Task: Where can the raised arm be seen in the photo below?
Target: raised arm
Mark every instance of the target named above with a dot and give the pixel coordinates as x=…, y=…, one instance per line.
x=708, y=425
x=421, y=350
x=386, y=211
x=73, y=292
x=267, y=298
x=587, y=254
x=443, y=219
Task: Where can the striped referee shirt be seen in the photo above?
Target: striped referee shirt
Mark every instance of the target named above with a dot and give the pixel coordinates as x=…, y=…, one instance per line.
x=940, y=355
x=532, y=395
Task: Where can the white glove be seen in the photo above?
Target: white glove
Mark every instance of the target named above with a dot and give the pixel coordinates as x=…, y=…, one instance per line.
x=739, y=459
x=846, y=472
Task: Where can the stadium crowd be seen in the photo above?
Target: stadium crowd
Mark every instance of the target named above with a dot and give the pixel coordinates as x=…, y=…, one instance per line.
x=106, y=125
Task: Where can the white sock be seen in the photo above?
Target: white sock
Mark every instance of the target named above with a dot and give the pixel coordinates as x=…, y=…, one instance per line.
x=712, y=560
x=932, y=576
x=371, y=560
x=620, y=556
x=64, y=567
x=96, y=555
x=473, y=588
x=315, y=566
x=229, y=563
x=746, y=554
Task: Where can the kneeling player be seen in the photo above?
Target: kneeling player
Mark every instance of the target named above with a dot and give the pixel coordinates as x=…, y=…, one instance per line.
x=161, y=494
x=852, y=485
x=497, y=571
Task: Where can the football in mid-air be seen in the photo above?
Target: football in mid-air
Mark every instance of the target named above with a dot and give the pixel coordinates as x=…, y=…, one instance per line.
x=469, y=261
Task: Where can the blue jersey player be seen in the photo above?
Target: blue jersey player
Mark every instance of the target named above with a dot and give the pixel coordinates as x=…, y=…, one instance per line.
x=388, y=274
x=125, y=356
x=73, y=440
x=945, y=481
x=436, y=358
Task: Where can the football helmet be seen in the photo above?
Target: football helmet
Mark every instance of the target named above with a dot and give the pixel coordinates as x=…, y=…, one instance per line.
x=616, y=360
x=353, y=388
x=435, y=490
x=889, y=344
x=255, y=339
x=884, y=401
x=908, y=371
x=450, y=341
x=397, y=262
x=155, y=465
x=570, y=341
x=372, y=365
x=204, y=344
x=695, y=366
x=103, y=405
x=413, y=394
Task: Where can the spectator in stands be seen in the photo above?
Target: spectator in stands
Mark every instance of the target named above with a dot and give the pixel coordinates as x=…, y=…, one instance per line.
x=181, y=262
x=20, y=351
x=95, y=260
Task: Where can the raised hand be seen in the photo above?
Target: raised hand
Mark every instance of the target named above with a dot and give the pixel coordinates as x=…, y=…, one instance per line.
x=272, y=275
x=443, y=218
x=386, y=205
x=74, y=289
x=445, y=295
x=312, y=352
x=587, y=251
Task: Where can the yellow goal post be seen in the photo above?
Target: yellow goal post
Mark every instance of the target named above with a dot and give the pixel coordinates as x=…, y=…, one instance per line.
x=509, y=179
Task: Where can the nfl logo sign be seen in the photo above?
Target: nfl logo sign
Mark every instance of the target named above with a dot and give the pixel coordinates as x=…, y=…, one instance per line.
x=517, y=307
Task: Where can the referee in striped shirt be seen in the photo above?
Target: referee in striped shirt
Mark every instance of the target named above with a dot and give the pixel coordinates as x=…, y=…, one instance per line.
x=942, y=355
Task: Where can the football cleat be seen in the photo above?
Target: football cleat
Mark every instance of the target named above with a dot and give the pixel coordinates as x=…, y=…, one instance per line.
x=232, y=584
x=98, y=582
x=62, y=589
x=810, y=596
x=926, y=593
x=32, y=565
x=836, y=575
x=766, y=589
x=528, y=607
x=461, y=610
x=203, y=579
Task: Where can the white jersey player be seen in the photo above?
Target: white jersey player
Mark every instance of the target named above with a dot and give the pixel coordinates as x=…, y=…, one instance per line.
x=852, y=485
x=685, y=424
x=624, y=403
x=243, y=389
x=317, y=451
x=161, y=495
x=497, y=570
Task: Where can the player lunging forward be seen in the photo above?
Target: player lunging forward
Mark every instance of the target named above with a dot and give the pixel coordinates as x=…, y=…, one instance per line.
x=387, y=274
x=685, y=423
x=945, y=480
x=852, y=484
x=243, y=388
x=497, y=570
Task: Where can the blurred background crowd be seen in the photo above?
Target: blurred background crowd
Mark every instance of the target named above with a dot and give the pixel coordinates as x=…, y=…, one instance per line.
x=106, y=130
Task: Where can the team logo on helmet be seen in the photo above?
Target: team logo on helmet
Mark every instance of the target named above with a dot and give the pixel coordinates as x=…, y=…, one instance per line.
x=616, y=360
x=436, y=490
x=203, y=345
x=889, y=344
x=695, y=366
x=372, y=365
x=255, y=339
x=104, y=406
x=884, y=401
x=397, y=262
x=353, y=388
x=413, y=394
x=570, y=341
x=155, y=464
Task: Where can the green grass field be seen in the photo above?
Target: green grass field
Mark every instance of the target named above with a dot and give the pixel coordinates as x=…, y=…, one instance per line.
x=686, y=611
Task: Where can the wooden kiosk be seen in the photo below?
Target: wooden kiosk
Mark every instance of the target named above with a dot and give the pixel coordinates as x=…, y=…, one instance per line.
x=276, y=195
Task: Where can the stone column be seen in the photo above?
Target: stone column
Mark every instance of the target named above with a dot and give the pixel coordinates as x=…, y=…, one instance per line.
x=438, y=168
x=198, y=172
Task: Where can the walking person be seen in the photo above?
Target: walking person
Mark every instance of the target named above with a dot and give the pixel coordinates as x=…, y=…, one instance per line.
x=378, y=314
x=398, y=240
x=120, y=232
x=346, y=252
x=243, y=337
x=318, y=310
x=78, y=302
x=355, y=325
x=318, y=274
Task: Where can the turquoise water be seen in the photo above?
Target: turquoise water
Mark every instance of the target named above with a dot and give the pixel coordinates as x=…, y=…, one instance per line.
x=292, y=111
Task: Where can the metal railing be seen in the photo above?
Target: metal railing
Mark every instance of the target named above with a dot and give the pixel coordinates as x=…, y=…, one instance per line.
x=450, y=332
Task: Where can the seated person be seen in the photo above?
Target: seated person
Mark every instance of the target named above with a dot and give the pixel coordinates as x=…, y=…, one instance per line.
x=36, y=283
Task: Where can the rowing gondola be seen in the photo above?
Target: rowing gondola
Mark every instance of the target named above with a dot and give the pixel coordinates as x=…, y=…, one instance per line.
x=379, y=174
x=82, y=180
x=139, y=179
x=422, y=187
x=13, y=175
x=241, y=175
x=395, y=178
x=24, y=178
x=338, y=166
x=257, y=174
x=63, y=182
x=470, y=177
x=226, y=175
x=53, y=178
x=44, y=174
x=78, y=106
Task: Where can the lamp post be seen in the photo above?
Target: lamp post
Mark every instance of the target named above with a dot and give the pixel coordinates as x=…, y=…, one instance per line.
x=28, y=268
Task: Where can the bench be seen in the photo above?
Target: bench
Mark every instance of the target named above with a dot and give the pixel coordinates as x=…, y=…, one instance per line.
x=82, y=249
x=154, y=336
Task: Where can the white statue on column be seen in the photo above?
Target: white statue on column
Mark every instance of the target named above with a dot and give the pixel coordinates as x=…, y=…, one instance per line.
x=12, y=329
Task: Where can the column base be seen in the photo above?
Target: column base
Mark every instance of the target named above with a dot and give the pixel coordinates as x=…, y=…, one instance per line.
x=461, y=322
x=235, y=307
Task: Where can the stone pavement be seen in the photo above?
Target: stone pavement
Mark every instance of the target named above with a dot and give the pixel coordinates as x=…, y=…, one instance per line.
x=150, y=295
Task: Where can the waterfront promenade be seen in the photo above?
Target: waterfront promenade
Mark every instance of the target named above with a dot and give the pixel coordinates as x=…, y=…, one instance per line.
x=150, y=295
┄┄┄┄┄┄
Objective: Can you write out every one of the items above word for word, without changing a single character?

Result:
Task: Where can the raised arm be seen in the photo below?
Target: raised arm
Mark every instance of the target named above with a dot and give the pixel coordinates as x=…, y=…, one instance per line.
x=708, y=425
x=421, y=350
x=386, y=211
x=73, y=292
x=267, y=298
x=587, y=254
x=443, y=219
Task: Where can the striped referee shirt be seen in the photo above?
Target: striped referee shirt
Mark every instance of the target named above with a dot and give the pixel coordinates as x=…, y=…, one instance per line.
x=940, y=355
x=532, y=395
Task: Where can the white glove be seen in the photo above?
Target: white glove
Mark every instance of the target named above with a dot and give the pixel coordinates as x=…, y=…, one instance per line.
x=739, y=459
x=846, y=472
Task: Where can the stadium crowd be seen in the photo above?
Target: stadium crowd
Mark every instance of the target named above with a dot and give the pixel coordinates as x=…, y=…, one instance per line.
x=106, y=125
Task: Where can the white sock be seen in the photo above?
Target: white sock
Mark every instance of the target named above with a dot and give the pixel coordinates as x=…, y=…, one instance per line.
x=712, y=560
x=932, y=576
x=371, y=560
x=620, y=556
x=64, y=567
x=96, y=555
x=473, y=588
x=315, y=566
x=229, y=563
x=746, y=554
Task: Where can the kneeling player be seen in the photo above?
Target: kneeling player
Mark every instance of the target named above with a dot and give the pixel coordinates as x=…, y=…, one instance per line.
x=161, y=494
x=852, y=485
x=497, y=571
Task: Where can the football in mid-air be seen in the photo above?
Target: football in mid-air
Mark every instance of the target named above with a dot and give the pixel coordinates as x=…, y=…, one instance per line.
x=469, y=261
Task: Where can the blue jersey player be seen in the photo above?
Target: blue jersey player
Mark every instance of the target named above with a dot and give the pixel coordinates as x=…, y=…, one instance per line.
x=388, y=274
x=125, y=356
x=73, y=440
x=945, y=481
x=436, y=358
Task: Where can the football helmet be seen in the photo above?
Target: football helmet
Mark every instance of the target named above with a dot and give the pixel coordinates as x=…, y=…, one instance per line.
x=616, y=360
x=353, y=388
x=435, y=490
x=889, y=344
x=255, y=339
x=884, y=401
x=908, y=371
x=450, y=341
x=397, y=262
x=155, y=465
x=570, y=341
x=372, y=365
x=204, y=344
x=695, y=366
x=103, y=405
x=413, y=394
Task: Where can the spectator in stands be seen in the photo above?
Target: spectator in stands
Mark every instance of the target named above with a dot and give the pixel coordinates as x=…, y=…, one instance per line.
x=181, y=262
x=20, y=351
x=95, y=260
Task: Where can the raised hand be seen in the photo above?
Target: raised hand
Mark every instance of the target named above with a dot and give the pixel coordinates as x=…, y=…, one instance per line.
x=272, y=275
x=443, y=218
x=386, y=205
x=74, y=289
x=445, y=295
x=312, y=352
x=587, y=251
Task: Where can the yellow goal post be seen in the photo above?
Target: yellow goal post
Mark every instance of the target named above with a dot and give the pixel coordinates as x=…, y=…, one instance per line.
x=509, y=179
Task: Where can the nfl logo sign be seen in the photo above?
Target: nfl logo sign
Mark every instance of the target named above with a dot and give the pixel coordinates as x=…, y=…, one instance per line.
x=517, y=307
Task: Where can the referee in striped shirt be seen in the photo above?
Target: referee in striped shirt
Mark every instance of the target named above with a dot and give the pixel coordinates as x=…, y=…, one instance per line.
x=942, y=355
Task: Where can the football cleat be seen in the photo above?
Target: football cleat
Mark every instance of the target named above with a dot and give the pixel coordinates as x=…, y=…, one instance per line.
x=232, y=584
x=98, y=582
x=62, y=589
x=810, y=596
x=926, y=593
x=32, y=565
x=836, y=575
x=766, y=589
x=528, y=607
x=461, y=610
x=203, y=579
Task: Where can the white jersey player be seen in the photo above?
Target: white jersey player
Mark every instance of the target named above with a dot and give the pixel coordinates as x=…, y=…, one instance per line.
x=852, y=485
x=685, y=424
x=624, y=403
x=243, y=389
x=317, y=451
x=161, y=495
x=497, y=570
Task: Where can the player lunging forward be seen in the photo above?
Target: player lunging forward
Mark every instance of the target named above with a dot and give the pixel coordinates as x=…, y=…, one instance per line.
x=387, y=274
x=685, y=423
x=945, y=480
x=852, y=484
x=243, y=388
x=497, y=570
Task: Where can the blurred background crowd be seen in the photo above?
Target: blurred background crowd
Mark every instance of the target named above with a dot and give the pixel coordinates as x=…, y=…, one instance per line.
x=106, y=130
Task: Where can the team logo on helmet be seen in the photo above?
Target: team logo on helmet
Mark every instance of the target named above with a dot and give the pixel coordinates as x=…, y=…, one instance per line.
x=616, y=360
x=436, y=490
x=203, y=345
x=889, y=344
x=695, y=366
x=372, y=365
x=255, y=339
x=104, y=406
x=884, y=401
x=397, y=262
x=353, y=388
x=413, y=394
x=570, y=341
x=155, y=464
Task: Where can the green grass field be seen in the photo above?
Target: green grass field
Mark every instance of the target named above with a dot and give the pixel coordinates as x=…, y=…, one instance per line.
x=686, y=611
Task: Where can the wooden kiosk be seen in the photo below?
Target: wooden kiosk
Mark every instance of the target named above with a dot and give the pixel coordinates as x=…, y=…, one instance per line.
x=276, y=195
Task: Where can the stone column be seen in the photo above?
Target: stone column
Mark every instance of the target named above with a dot and give the pixel coordinates as x=…, y=…, one instance per line.
x=438, y=168
x=198, y=172
Task: Where can the walking person be seen in the photo above?
Target: walking person
Mark every instance of the target named above with a dot and give the pixel coordinates as x=…, y=…, one instance per line.
x=378, y=314
x=398, y=240
x=120, y=232
x=346, y=252
x=243, y=337
x=318, y=310
x=78, y=302
x=355, y=325
x=318, y=274
Task: Where can the turquoise water be seen in the photo above?
Target: turquoise water
Mark every instance of the target named above with a dot and give the pixel coordinates as x=…, y=…, one instance per line.
x=292, y=111
Task: Where can the metal railing be seen in the photo above?
Target: metal railing
Mark every instance of the target named above with a dot and give the pixel coordinates as x=…, y=…, one instance per line.
x=450, y=332
Task: Where can the seated person be seen in the photo above?
Target: seated person
Mark every instance of the target named above with a dot and give the pixel coordinates as x=…, y=…, one instance per line.
x=36, y=283
Task: Where can the rowing gondola be seen in the photo above?
Target: rowing gondola
Mark every instance of the target named above with a dot and give the pixel coordinates as x=…, y=…, one instance per line.
x=379, y=174
x=82, y=180
x=139, y=179
x=422, y=187
x=13, y=175
x=241, y=175
x=395, y=178
x=24, y=178
x=338, y=166
x=257, y=174
x=63, y=182
x=470, y=177
x=226, y=175
x=53, y=178
x=44, y=174
x=78, y=106
Task: Where can the lamp post be seen in the photo above?
Target: lamp post
Mark every instance of the target named above with a dot and give the pixel coordinates as x=…, y=…, one instance per line.
x=28, y=268
Task: Where can the bench be seen in the photo above?
Target: bench
Mark every instance of the target named above with a dot and give the pixel coordinates as x=…, y=…, one instance per line.
x=82, y=249
x=154, y=336
Task: Where can the white statue on column be seen in the photo above?
Target: white statue on column
Mark every instance of the target named above with a dot and give the pixel coordinates as x=…, y=…, one instance per line.
x=12, y=329
Task: Where can the column base be seen in the photo above?
Target: column base
Mark every instance of the target named above with a dot and give the pixel coordinates as x=…, y=…, one instance per line.
x=461, y=322
x=235, y=307
Task: Where can the stone pavement be seen in the photo above?
Target: stone pavement
Mark every instance of the target named above with a dot and give the pixel coordinates as x=…, y=…, one instance per line.
x=150, y=295
Task: Where can the waterfront promenade be seen in the photo above?
Target: waterfront promenade
Mark every instance of the target named above with a dot and give the pixel coordinates as x=…, y=…, one instance per line.
x=150, y=295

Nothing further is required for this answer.